### BRIEF
From the line containing "beige wall in the photo above." through the last line of the data, return those lines exactly as written and nothing more.

___ INPUT FOR THIS TASK

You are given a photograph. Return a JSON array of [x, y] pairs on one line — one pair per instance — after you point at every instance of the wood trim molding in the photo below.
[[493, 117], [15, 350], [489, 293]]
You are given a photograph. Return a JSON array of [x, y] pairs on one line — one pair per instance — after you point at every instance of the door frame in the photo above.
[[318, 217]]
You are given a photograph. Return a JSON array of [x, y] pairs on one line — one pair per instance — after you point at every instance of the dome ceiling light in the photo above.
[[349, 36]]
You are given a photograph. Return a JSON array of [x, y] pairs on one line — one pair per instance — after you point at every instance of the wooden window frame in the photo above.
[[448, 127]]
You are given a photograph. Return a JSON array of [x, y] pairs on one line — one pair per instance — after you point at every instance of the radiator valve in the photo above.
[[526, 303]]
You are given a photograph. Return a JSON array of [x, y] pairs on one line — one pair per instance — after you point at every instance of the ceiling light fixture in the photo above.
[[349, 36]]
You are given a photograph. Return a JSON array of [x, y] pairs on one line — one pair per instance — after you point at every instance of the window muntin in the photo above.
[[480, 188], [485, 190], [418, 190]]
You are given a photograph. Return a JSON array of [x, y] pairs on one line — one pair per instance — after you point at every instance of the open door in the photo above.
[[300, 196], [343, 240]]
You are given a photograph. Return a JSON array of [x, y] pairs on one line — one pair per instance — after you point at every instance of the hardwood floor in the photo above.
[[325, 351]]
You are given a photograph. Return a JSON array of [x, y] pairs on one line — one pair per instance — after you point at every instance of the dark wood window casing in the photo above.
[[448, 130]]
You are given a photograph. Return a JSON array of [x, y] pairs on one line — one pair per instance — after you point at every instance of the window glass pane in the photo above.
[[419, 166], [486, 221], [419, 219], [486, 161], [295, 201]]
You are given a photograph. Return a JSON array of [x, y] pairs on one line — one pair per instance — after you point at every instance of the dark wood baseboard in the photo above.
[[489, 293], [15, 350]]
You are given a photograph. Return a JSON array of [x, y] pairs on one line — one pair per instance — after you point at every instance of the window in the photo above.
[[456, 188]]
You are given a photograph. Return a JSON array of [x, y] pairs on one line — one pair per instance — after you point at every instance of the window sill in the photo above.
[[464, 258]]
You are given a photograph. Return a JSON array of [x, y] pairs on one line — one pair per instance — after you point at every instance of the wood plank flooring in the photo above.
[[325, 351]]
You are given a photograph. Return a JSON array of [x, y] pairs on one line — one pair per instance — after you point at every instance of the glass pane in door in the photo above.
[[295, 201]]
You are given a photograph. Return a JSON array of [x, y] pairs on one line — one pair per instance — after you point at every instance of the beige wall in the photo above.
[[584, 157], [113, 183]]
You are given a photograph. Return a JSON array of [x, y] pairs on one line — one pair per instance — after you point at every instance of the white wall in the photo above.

______

### REPLY
You are given a photograph. Return a JSON array of [x, y] pairs on one line — one pair per instance — after you point at every instance of the beige wall in the photo above.
[[584, 157], [113, 183]]
You are given a photograph. Return a JSON array of [x, y] pairs on one line — one pair per instance — after you point at every instance of the white wall in the photo above.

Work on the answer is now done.